Directions: Copy the items below from the line that contains "If you could spot the water" through the end of the items, changing "marker" to "pin" and leaving everything else unchanged.

**** Data extract

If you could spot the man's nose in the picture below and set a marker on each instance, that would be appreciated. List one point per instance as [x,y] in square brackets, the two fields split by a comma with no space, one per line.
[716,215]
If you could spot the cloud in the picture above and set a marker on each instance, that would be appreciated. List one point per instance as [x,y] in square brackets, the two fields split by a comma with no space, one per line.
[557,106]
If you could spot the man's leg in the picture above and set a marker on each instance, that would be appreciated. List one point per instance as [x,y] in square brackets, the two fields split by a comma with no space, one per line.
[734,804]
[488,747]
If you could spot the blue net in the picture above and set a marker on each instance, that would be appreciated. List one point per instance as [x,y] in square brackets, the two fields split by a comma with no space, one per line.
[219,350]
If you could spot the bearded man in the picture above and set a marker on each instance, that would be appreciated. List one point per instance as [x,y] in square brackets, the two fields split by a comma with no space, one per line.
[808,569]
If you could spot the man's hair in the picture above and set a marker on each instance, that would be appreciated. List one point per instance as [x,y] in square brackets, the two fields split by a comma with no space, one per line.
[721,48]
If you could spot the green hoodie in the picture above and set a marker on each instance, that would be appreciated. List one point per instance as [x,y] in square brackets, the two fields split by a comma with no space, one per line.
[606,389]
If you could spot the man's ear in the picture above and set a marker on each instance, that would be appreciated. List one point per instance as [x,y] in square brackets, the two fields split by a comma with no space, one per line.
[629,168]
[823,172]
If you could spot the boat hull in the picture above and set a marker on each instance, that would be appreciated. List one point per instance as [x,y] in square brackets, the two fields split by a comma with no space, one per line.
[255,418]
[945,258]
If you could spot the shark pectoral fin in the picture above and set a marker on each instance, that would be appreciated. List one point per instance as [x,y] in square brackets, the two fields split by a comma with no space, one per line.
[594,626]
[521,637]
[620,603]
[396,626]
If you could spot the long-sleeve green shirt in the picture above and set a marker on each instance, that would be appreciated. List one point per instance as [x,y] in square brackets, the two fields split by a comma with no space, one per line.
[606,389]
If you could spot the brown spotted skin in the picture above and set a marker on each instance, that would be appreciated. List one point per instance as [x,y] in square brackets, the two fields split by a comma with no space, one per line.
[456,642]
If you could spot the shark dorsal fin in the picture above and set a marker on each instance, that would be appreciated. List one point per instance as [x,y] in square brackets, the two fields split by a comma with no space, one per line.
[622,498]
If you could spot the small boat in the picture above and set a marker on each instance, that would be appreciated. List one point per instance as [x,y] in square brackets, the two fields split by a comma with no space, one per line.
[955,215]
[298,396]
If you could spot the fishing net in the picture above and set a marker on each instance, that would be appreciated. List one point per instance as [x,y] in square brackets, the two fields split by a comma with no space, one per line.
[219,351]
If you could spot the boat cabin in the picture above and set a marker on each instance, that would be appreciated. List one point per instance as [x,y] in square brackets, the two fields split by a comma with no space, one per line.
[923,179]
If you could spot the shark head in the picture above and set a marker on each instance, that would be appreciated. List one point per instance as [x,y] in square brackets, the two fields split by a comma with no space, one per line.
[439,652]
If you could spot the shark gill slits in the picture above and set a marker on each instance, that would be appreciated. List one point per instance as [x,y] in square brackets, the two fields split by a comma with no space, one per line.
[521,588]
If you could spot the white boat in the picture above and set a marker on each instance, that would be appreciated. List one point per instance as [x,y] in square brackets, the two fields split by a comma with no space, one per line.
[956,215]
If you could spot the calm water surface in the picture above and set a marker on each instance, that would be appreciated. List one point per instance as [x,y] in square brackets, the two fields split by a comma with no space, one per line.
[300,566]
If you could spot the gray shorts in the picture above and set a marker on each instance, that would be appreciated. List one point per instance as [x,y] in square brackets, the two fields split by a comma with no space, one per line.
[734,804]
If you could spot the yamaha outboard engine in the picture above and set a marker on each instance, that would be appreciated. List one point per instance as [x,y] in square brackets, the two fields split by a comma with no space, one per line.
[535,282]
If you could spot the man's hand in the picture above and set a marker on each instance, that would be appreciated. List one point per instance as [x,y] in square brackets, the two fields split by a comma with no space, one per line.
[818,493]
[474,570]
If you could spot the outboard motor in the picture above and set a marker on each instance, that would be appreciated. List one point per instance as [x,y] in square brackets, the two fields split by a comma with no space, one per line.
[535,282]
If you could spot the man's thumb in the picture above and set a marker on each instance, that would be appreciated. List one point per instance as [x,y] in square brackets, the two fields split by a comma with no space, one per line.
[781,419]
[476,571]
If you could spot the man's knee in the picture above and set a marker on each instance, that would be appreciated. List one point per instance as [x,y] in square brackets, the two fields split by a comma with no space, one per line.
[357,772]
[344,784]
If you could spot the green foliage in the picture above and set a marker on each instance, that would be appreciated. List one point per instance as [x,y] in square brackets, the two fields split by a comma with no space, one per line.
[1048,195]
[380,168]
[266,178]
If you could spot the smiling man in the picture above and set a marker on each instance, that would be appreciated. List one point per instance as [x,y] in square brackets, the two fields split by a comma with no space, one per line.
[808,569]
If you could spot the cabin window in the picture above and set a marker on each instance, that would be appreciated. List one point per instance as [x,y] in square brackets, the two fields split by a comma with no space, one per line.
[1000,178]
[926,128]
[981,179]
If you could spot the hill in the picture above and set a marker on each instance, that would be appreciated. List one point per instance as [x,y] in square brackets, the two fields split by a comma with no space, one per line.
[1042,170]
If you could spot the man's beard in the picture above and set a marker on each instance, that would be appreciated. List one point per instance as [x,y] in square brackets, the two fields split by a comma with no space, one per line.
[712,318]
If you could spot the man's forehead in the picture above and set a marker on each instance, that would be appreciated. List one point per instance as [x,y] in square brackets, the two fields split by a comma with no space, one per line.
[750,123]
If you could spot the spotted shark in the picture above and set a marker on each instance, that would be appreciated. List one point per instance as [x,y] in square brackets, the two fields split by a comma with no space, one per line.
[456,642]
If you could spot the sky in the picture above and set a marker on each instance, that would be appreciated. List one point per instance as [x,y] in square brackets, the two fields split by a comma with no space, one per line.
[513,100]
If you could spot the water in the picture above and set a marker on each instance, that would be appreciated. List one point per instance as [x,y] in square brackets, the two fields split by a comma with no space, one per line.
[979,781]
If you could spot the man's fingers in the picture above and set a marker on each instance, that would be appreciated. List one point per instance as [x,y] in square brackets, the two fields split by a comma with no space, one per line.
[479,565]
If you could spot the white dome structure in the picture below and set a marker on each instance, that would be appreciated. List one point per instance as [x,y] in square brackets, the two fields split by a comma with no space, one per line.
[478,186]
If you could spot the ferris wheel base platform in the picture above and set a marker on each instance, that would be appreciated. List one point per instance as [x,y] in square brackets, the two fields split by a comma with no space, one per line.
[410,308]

********

The solution:
If you could spot the water in the picture above and set a pin on each instance, that would be appreciated. List one point per instance as [x,y] in square brackets, the two fields split by a comma with no space, one per line.
[979,781]
If you could spot the man's fingers in the picture above and set a pin on each instance, that would be appreciated. List one point per instance as [x,y] in square brackets, the two fields split by a comma with no space, one per line.
[479,565]
If you could spot the white dome structure in the picture below and set a pin on each instance, that would be appreciated. List one point per instance as [x,y] in square brackets, the two fields split by a comma with no space, one per line.
[478,186]
If you could spot the ferris wheel base platform in the picture above and set a pin on each instance, that would be appreciated. List one point per instance as [x,y] in square brackets, the two fields split by a comma with no space, one per line.
[410,308]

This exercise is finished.